» Things to do
1 - In the book recommendations below, who is named as the author of "Radical Technologies: The Design of Everyday Life"?
2 - Condense the paragraph beginning "This book is an essential primer" from the book recommendations below into a short bulleted list that keeps its main points.

Pop quiz: It's 2020, so you should...


a) Invest in cryptocurrency

b) Lament the demise of democracy

c) Plug an AI into your brain

d) All of the above

e) None of the abo-- wait, plug an AI into what?


You don't actually need to answer that. But if you want to have an impact on the world this year, you should at least have an informed opinion about each of those topics.


Keeping up with the latest innovations in technology, politics, and society is no easy task in our rapidly changing world. It's even harder to make sense of the effects -- intended or otherwise -- that these innovations have on the complex global systems that govern our lives.


Here are 6 books that I've found helpful for understanding the present and thinking critically about the future.


Radical Technologies: The Design of Everyday Life by Adam Greenfield

This book is an essential primer on the ways that emerging technologies are transforming the world. Highlights include an analysis of how smartphones effect our experience of reality, a deep yet accessible technical overview of blockchain, and an account of how 3D printing may provide a path to a post-scarcity future. What emerges is a thoughtful and provocative vision of the brave new world that we’re designing every day.

» Dataset excerpt
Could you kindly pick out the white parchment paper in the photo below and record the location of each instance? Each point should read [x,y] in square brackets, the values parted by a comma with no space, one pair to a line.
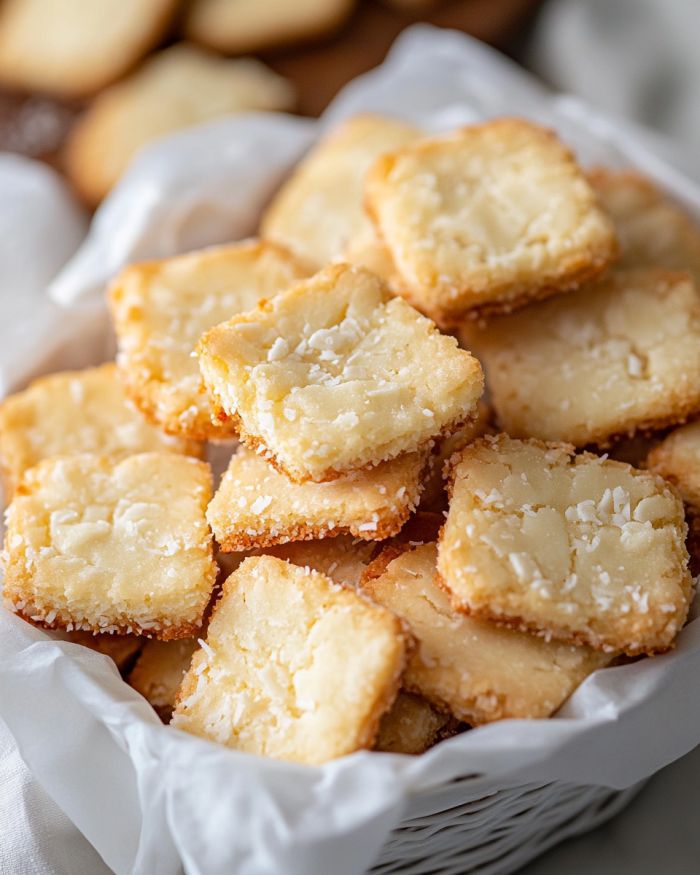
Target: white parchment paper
[152,799]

» Complete answers
1 - Adam Greenfield

2 -
- An essential primer on how emerging technologies are transforming the world
- Analyzes how smartphones affect our experience of reality
- Gives a deep but accessible technical overview of blockchain
- Describes how 3D printing may offer a path to a post-scarcity future
- Presents a thoughtful, provocative vision of the world we design every day